┌──

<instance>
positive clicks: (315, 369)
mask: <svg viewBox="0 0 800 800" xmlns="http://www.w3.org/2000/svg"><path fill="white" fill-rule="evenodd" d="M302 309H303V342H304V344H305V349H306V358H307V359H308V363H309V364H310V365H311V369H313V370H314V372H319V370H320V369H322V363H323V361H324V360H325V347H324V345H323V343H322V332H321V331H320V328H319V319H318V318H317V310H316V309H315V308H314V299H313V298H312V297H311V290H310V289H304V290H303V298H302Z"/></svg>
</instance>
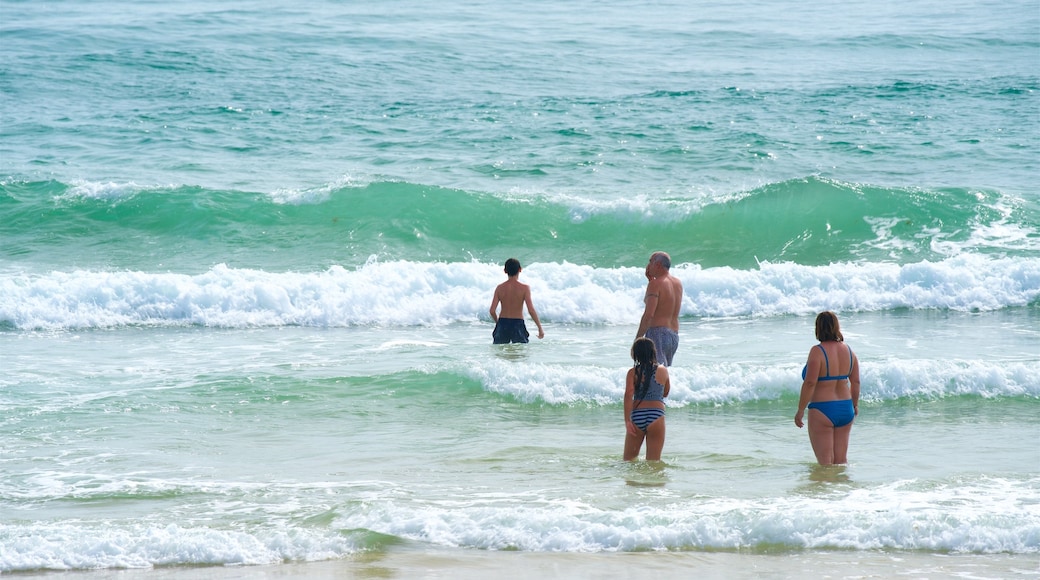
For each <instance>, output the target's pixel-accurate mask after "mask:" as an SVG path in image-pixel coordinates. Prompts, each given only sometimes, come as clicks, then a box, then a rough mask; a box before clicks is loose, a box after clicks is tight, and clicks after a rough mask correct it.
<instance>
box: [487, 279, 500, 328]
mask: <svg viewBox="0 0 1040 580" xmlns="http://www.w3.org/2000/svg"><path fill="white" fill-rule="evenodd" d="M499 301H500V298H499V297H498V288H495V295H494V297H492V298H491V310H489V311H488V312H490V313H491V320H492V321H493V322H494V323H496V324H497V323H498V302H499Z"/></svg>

└──

Your objective
Transcribe the data exactly, minus any images.

Result of the task
<instance>
positive clicks: (315, 369)
mask: <svg viewBox="0 0 800 800" xmlns="http://www.w3.org/2000/svg"><path fill="white" fill-rule="evenodd" d="M302 309H303V342H304V344H305V349H306V358H307V359H308V363H309V364H310V365H311V369H313V370H314V372H319V370H320V369H322V363H323V361H324V360H325V347H324V345H323V343H322V332H321V331H320V328H319V319H318V318H317V310H316V309H315V308H314V299H313V298H312V297H311V290H310V289H304V290H303V298H302Z"/></svg>
</instance>
For each <instance>, output the target's pixel-accurate mask after "mask:" as an SVG path in image-pixel coordinates. Prompts, each given only sometimes, come as clicks, then a box, then a rough mask; a box before clicks is loose, a box after clicks is tight, and clicks after a rough mask correct it.
<instance>
box: [487, 279, 500, 328]
mask: <svg viewBox="0 0 1040 580" xmlns="http://www.w3.org/2000/svg"><path fill="white" fill-rule="evenodd" d="M499 301H500V298H499V297H498V288H495V295H494V297H492V298H491V310H489V311H488V312H490V313H491V320H492V321H493V322H494V323H496V324H497V323H498V302H499Z"/></svg>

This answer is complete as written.